-- Exercise --
Copy out the data below as written; omit any images.

Image point grounding data:
=-=-=
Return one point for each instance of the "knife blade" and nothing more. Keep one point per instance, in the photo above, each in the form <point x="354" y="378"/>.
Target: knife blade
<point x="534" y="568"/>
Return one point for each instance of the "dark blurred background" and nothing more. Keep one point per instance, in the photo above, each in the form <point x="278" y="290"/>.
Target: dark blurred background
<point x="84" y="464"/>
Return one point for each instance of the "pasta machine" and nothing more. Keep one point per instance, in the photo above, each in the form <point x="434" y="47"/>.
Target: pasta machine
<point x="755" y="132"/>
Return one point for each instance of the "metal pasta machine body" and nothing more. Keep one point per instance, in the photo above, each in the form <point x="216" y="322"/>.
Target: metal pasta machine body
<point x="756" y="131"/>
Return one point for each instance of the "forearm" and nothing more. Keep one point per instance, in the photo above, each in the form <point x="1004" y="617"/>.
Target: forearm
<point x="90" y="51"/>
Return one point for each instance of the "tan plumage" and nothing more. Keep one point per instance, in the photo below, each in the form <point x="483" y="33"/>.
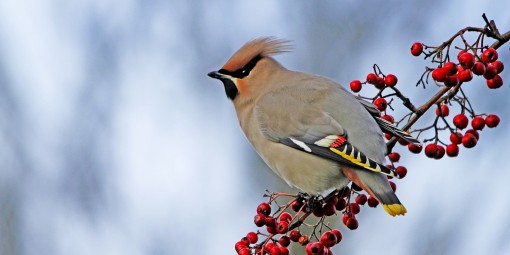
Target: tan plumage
<point x="292" y="119"/>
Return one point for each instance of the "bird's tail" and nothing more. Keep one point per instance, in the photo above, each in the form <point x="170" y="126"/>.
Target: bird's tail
<point x="377" y="185"/>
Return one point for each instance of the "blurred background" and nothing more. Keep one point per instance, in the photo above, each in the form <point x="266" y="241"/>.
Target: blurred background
<point x="114" y="141"/>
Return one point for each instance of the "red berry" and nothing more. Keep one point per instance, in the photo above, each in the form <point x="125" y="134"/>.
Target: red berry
<point x="379" y="83"/>
<point x="499" y="66"/>
<point x="296" y="205"/>
<point x="465" y="75"/>
<point x="341" y="204"/>
<point x="264" y="209"/>
<point x="403" y="142"/>
<point x="239" y="246"/>
<point x="283" y="250"/>
<point x="270" y="221"/>
<point x="469" y="140"/>
<point x="259" y="220"/>
<point x="390" y="80"/>
<point x="467" y="60"/>
<point x="282" y="227"/>
<point x="439" y="74"/>
<point x="338" y="235"/>
<point x="344" y="192"/>
<point x="285" y="216"/>
<point x="318" y="212"/>
<point x="414" y="148"/>
<point x="490" y="72"/>
<point x="284" y="241"/>
<point x="478" y="123"/>
<point x="351" y="223"/>
<point x="303" y="240"/>
<point x="356" y="85"/>
<point x="316" y="249"/>
<point x="489" y="55"/>
<point x="252" y="237"/>
<point x="294" y="235"/>
<point x="361" y="199"/>
<point x="445" y="111"/>
<point x="381" y="104"/>
<point x="329" y="209"/>
<point x="372" y="201"/>
<point x="271" y="230"/>
<point x="244" y="251"/>
<point x="478" y="68"/>
<point x="345" y="217"/>
<point x="452" y="150"/>
<point x="450" y="68"/>
<point x="388" y="118"/>
<point x="245" y="241"/>
<point x="495" y="82"/>
<point x="492" y="120"/>
<point x="474" y="132"/>
<point x="371" y="78"/>
<point x="354" y="207"/>
<point x="440" y="152"/>
<point x="355" y="187"/>
<point x="460" y="121"/>
<point x="451" y="81"/>
<point x="431" y="150"/>
<point x="401" y="171"/>
<point x="393" y="186"/>
<point x="460" y="53"/>
<point x="328" y="239"/>
<point x="394" y="157"/>
<point x="275" y="251"/>
<point x="456" y="138"/>
<point x="417" y="49"/>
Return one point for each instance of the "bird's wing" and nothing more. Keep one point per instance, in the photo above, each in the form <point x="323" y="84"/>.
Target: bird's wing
<point x="301" y="125"/>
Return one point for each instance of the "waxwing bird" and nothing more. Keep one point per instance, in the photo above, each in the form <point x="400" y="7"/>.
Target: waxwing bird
<point x="309" y="130"/>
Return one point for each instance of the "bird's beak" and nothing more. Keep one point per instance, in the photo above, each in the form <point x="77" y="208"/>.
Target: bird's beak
<point x="216" y="75"/>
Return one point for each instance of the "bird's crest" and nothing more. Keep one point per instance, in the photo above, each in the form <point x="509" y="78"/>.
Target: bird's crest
<point x="262" y="47"/>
=-=-=
-- Your response --
Return one point for each instance of the "knife blade" and nothing more. Keep one point per instance, in the photo above, each in the form <point x="354" y="378"/>.
Target: knife blade
<point x="534" y="568"/>
Return one point for each instance of the "dark blurred background" and nothing more. Keep one point per instance, in the photo above, each in the form <point x="278" y="290"/>.
Target: dark blurred background
<point x="84" y="464"/>
Return one point for each instance of the "pasta machine" and nothing more. Keep one point per instance, in the photo above, each in the form <point x="434" y="47"/>.
Target: pasta machine
<point x="755" y="132"/>
Return one point for each instance of the "metal pasta machine body" and nothing more. Keep one point per instance, in the photo above, each in the form <point x="216" y="322"/>.
Target: metal pasta machine body
<point x="756" y="131"/>
Return one point for each instance of the "forearm" and nothing more. Keep one point per instance, in the photo above, each in the form <point x="1004" y="617"/>.
Target: forearm
<point x="90" y="51"/>
Return one point for each instance of the "tan plumage" and nothing more. Keep one point per instance, in the photo below, each in the form <point x="483" y="33"/>.
Target: tan plumage
<point x="292" y="119"/>
Return one point for each instance of the "bird's tail" and nothing more. Keep one point per instance, in the photo above, each in the form <point x="170" y="126"/>.
Target: bird's tail
<point x="377" y="185"/>
Return one point for each instance of the "blurred background" and nothing more. Keep one point per instance, in the photo above, each in the form <point x="266" y="241"/>.
Target: blurred background
<point x="114" y="141"/>
Return one point for each instance of the "red berry" and nothing more. Keep one point per instance, in the photo above, each in the form <point x="125" y="134"/>.
Target: red berry
<point x="379" y="83"/>
<point x="499" y="66"/>
<point x="296" y="205"/>
<point x="465" y="75"/>
<point x="341" y="204"/>
<point x="264" y="209"/>
<point x="403" y="142"/>
<point x="239" y="246"/>
<point x="283" y="250"/>
<point x="270" y="221"/>
<point x="469" y="140"/>
<point x="259" y="220"/>
<point x="390" y="80"/>
<point x="467" y="60"/>
<point x="282" y="227"/>
<point x="439" y="74"/>
<point x="338" y="235"/>
<point x="344" y="192"/>
<point x="285" y="216"/>
<point x="318" y="212"/>
<point x="414" y="148"/>
<point x="490" y="72"/>
<point x="284" y="241"/>
<point x="478" y="123"/>
<point x="351" y="223"/>
<point x="303" y="240"/>
<point x="356" y="85"/>
<point x="316" y="249"/>
<point x="489" y="55"/>
<point x="252" y="237"/>
<point x="294" y="235"/>
<point x="361" y="199"/>
<point x="445" y="111"/>
<point x="381" y="104"/>
<point x="329" y="209"/>
<point x="372" y="201"/>
<point x="271" y="230"/>
<point x="244" y="251"/>
<point x="478" y="68"/>
<point x="345" y="217"/>
<point x="452" y="150"/>
<point x="450" y="68"/>
<point x="388" y="118"/>
<point x="245" y="241"/>
<point x="495" y="82"/>
<point x="492" y="120"/>
<point x="474" y="132"/>
<point x="371" y="78"/>
<point x="354" y="207"/>
<point x="440" y="152"/>
<point x="355" y="187"/>
<point x="460" y="121"/>
<point x="451" y="81"/>
<point x="431" y="150"/>
<point x="401" y="171"/>
<point x="393" y="186"/>
<point x="460" y="53"/>
<point x="328" y="239"/>
<point x="394" y="157"/>
<point x="275" y="251"/>
<point x="456" y="138"/>
<point x="417" y="49"/>
Return one point for each instance of the "bird's wing" and nothing more. Keep one point per instance, in the photo above, each in the form <point x="323" y="84"/>.
Target: bird's wing
<point x="301" y="125"/>
Return one point for each instance of the "waxwing bird" and nothing more. Keep one point per instance, in the photo above, each in the form <point x="400" y="7"/>.
Target: waxwing bird
<point x="309" y="130"/>
Return one point for each instance of the "bird's beak" and nothing more. Keep one point per instance, in the photo above, each in the form <point x="77" y="208"/>.
Target: bird's beak
<point x="216" y="75"/>
Return one point for each instance of the "bird's crest" and nothing more. Keep one point per instance, in the photo above, each in the form <point x="509" y="78"/>.
Target: bird's crest
<point x="262" y="47"/>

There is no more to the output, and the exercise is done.